## PROBLEM STATEMENT
Restate the records in their entirety, word for word.

(Stored items)
==*==

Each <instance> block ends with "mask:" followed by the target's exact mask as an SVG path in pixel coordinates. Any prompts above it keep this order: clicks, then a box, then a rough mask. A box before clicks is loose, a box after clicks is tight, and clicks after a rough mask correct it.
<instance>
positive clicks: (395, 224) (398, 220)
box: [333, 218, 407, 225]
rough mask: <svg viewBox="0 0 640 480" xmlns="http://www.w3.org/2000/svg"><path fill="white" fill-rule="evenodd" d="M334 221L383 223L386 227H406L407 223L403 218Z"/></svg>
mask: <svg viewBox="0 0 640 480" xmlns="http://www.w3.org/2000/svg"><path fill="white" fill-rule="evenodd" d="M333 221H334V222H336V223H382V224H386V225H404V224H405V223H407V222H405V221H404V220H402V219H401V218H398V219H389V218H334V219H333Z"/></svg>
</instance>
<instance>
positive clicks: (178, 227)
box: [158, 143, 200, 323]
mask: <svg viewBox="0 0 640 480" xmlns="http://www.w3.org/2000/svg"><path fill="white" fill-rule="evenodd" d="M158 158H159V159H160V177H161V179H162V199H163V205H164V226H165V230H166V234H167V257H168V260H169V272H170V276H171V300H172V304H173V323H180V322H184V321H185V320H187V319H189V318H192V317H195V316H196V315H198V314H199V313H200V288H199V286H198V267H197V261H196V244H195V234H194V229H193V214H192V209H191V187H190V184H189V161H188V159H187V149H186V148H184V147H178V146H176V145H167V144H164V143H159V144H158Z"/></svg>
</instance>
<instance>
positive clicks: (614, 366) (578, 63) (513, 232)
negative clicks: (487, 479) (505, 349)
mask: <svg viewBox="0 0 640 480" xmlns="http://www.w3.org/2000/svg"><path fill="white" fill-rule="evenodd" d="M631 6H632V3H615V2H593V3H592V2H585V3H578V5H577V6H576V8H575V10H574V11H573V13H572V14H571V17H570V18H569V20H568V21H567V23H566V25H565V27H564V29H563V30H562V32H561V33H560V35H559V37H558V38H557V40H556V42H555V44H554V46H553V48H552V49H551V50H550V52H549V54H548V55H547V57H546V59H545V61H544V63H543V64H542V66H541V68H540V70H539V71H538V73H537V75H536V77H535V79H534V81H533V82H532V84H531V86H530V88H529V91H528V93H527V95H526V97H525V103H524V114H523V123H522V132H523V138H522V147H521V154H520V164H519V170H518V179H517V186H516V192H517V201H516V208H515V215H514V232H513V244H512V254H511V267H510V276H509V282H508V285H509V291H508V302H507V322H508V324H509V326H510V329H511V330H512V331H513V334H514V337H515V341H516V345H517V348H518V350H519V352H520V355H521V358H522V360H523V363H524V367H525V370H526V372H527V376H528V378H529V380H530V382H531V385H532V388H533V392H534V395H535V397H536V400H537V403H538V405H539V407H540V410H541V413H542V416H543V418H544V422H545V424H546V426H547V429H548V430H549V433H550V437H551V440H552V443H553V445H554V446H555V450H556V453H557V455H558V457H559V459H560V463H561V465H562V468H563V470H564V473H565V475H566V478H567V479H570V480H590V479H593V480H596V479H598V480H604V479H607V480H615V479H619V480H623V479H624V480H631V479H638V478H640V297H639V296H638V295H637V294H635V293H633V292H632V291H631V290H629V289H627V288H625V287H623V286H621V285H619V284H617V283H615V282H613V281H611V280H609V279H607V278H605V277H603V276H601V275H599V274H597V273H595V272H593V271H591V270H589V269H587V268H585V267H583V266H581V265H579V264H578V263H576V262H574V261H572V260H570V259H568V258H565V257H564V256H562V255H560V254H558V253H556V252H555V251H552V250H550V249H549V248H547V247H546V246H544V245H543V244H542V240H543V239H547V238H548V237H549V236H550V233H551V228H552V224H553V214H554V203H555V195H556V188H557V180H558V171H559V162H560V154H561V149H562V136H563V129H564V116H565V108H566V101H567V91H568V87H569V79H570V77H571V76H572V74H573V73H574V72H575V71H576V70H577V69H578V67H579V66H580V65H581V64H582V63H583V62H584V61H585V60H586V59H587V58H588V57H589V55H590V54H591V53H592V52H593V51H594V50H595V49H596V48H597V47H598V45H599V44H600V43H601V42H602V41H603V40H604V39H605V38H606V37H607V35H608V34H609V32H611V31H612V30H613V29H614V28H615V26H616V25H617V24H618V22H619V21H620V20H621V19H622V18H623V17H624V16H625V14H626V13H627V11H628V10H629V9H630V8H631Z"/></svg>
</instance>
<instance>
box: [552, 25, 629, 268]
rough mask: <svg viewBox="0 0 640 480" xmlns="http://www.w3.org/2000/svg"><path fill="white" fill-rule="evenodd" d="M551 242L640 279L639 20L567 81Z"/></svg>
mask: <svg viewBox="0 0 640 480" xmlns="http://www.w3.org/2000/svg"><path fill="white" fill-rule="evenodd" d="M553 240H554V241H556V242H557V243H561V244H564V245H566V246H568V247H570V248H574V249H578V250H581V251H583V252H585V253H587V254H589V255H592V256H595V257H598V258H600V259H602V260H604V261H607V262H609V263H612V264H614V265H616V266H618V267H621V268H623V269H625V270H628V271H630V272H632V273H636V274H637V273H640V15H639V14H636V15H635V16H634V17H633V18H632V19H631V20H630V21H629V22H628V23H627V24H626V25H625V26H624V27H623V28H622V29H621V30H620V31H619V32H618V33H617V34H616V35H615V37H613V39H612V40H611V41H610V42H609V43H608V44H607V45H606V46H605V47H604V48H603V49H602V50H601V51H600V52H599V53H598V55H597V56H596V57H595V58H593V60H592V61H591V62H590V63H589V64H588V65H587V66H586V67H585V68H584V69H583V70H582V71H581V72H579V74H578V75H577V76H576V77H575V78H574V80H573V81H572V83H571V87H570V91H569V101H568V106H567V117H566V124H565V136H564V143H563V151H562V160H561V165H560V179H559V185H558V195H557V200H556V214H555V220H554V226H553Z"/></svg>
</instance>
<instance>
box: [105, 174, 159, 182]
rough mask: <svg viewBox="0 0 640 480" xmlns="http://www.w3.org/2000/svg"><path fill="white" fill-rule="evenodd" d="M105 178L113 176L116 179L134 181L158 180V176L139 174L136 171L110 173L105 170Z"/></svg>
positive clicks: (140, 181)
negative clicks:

==*==

## RESULT OF THE TASK
Each <instance> block ends with "mask:" followed by the target's exact mask as an SVG path in pixel coordinates. Any prompts above it keep this order: clicks, then a box, then a rough mask. A box before clicks is loose, a box after clicks is tight, and clicks after a rough mask correct it.
<instance>
positive clicks: (395, 224) (398, 220)
box: [333, 218, 407, 225]
rough mask: <svg viewBox="0 0 640 480" xmlns="http://www.w3.org/2000/svg"><path fill="white" fill-rule="evenodd" d="M334 221L383 223L386 227H406L407 223L403 218Z"/></svg>
mask: <svg viewBox="0 0 640 480" xmlns="http://www.w3.org/2000/svg"><path fill="white" fill-rule="evenodd" d="M333 221H334V222H336V223H382V224H386V225H404V224H405V223H407V222H405V221H404V220H402V219H401V218H398V219H389V218H334V219H333Z"/></svg>
</instance>
<instance>
positive clicks: (178, 227)
box: [158, 143, 200, 323]
mask: <svg viewBox="0 0 640 480" xmlns="http://www.w3.org/2000/svg"><path fill="white" fill-rule="evenodd" d="M158 158H159V159H160V177H161V179H162V199H163V205H164V226H165V230H166V234H167V257H168V260H169V272H170V276H171V300H172V304H173V323H180V322H184V321H185V320H187V319H189V318H192V317H195V316H196V315H198V314H199V313H200V288H199V286H198V267H197V261H196V244H195V234H194V229H193V214H192V209H191V187H190V184H189V161H188V159H187V149H186V148H184V147H178V146H176V145H167V144H164V143H159V144H158Z"/></svg>
</instance>
<instance>
positive clicks: (614, 366) (578, 63) (513, 232)
negative clicks: (487, 479) (505, 349)
mask: <svg viewBox="0 0 640 480" xmlns="http://www.w3.org/2000/svg"><path fill="white" fill-rule="evenodd" d="M631 6H632V3H615V2H593V3H592V2H585V3H578V5H577V6H576V8H575V10H574V11H573V13H572V14H571V17H570V18H569V20H568V21H567V23H566V25H565V27H564V29H563V30H562V32H561V33H560V35H559V37H558V38H557V40H556V42H555V44H554V46H553V48H552V49H551V50H550V52H549V54H548V55H547V57H546V59H545V61H544V63H543V64H542V66H541V68H540V70H539V71H538V73H537V75H536V77H535V79H534V81H533V82H532V84H531V86H530V88H529V91H528V93H527V95H526V97H525V103H524V114H523V123H522V132H523V138H522V147H521V154H520V164H519V170H518V179H517V186H516V192H517V201H516V208H515V215H514V232H513V244H512V254H511V267H510V276H509V282H508V285H509V291H508V302H507V322H508V324H509V326H510V329H511V330H512V331H513V334H514V337H515V341H516V345H517V348H518V350H519V352H520V355H521V358H522V360H523V363H524V367H525V370H526V372H527V376H528V378H529V380H530V382H531V385H532V388H533V392H534V395H535V397H536V400H537V403H538V405H539V407H540V410H541V413H542V416H543V418H544V422H545V424H546V426H547V429H548V430H549V433H550V437H551V440H552V443H553V445H554V446H555V450H556V453H557V455H558V457H559V459H560V463H561V465H562V468H563V470H564V473H565V475H566V478H567V479H570V480H590V479H593V480H596V479H598V480H604V479H607V480H615V479H619V480H623V479H624V480H631V479H638V478H640V297H639V296H638V295H637V294H635V293H633V292H632V291H631V290H629V289H627V288H625V287H623V286H621V285H619V284H617V283H615V282H613V281H611V280H609V279H607V278H605V277H603V276H601V275H599V274H597V273H595V272H593V271H591V270H589V269H587V268H585V267H583V266H581V265H579V264H578V263H576V262H574V261H572V260H570V259H568V258H565V257H564V256H562V255H560V254H558V253H556V252H555V251H552V250H550V249H549V248H547V247H546V246H544V245H543V244H542V240H543V239H547V238H548V237H549V236H550V233H551V228H552V224H553V214H554V203H555V195H556V188H557V180H558V171H559V162H560V154H561V149H562V136H563V129H564V116H565V108H566V101H567V91H568V87H569V79H570V77H571V76H572V74H573V73H574V72H575V71H576V70H577V69H578V67H579V66H580V65H581V64H582V63H583V62H584V61H585V60H586V59H587V58H588V57H589V55H590V54H591V53H592V52H593V51H594V50H595V49H596V48H597V47H598V45H599V44H600V43H601V42H602V41H603V40H604V39H605V38H606V37H607V35H608V34H609V32H611V31H612V30H613V29H614V28H615V26H616V25H617V24H618V22H619V21H620V20H621V19H622V18H623V17H624V16H625V14H626V13H627V11H628V10H629V9H630V8H631Z"/></svg>
</instance>
<instance>
box: [552, 25, 629, 268]
rough mask: <svg viewBox="0 0 640 480" xmlns="http://www.w3.org/2000/svg"><path fill="white" fill-rule="evenodd" d="M551 242L640 279L639 20L567 81Z"/></svg>
mask: <svg viewBox="0 0 640 480" xmlns="http://www.w3.org/2000/svg"><path fill="white" fill-rule="evenodd" d="M553 240H554V241H556V242H557V243H561V244H564V245H566V246H568V247H570V248H574V249H578V250H581V251H583V252H585V253H587V254H589V255H592V256H595V257H598V258H600V259H602V260H604V261H607V262H609V263H612V264H614V265H616V266H618V267H621V268H623V269H625V270H628V271H630V272H632V273H636V274H637V273H640V15H639V14H636V15H635V16H634V17H633V18H632V19H631V20H630V21H629V22H628V23H627V24H626V25H625V26H624V27H623V28H622V29H621V30H620V31H619V32H618V33H617V34H616V35H615V37H613V39H612V40H611V41H610V42H609V43H608V44H607V45H606V46H605V47H604V48H603V49H602V50H601V51H600V52H599V53H598V55H597V56H596V57H595V58H593V60H592V61H591V62H590V63H589V64H588V65H587V66H586V67H585V68H584V69H583V70H582V71H581V72H579V74H578V75H577V76H576V77H575V78H574V80H573V81H572V83H571V87H570V91H569V101H568V106H567V117H566V124H565V136H564V143H563V151H562V160H561V165H560V179H559V185H558V195H557V200H556V214H555V220H554V226H553Z"/></svg>
</instance>
<instance>
box: [105, 174, 159, 182]
rough mask: <svg viewBox="0 0 640 480" xmlns="http://www.w3.org/2000/svg"><path fill="white" fill-rule="evenodd" d="M105 178L113 176L116 179L134 181L158 180V176L139 174L136 171L110 173L105 170Z"/></svg>
positive clicks: (140, 181)
negative clicks:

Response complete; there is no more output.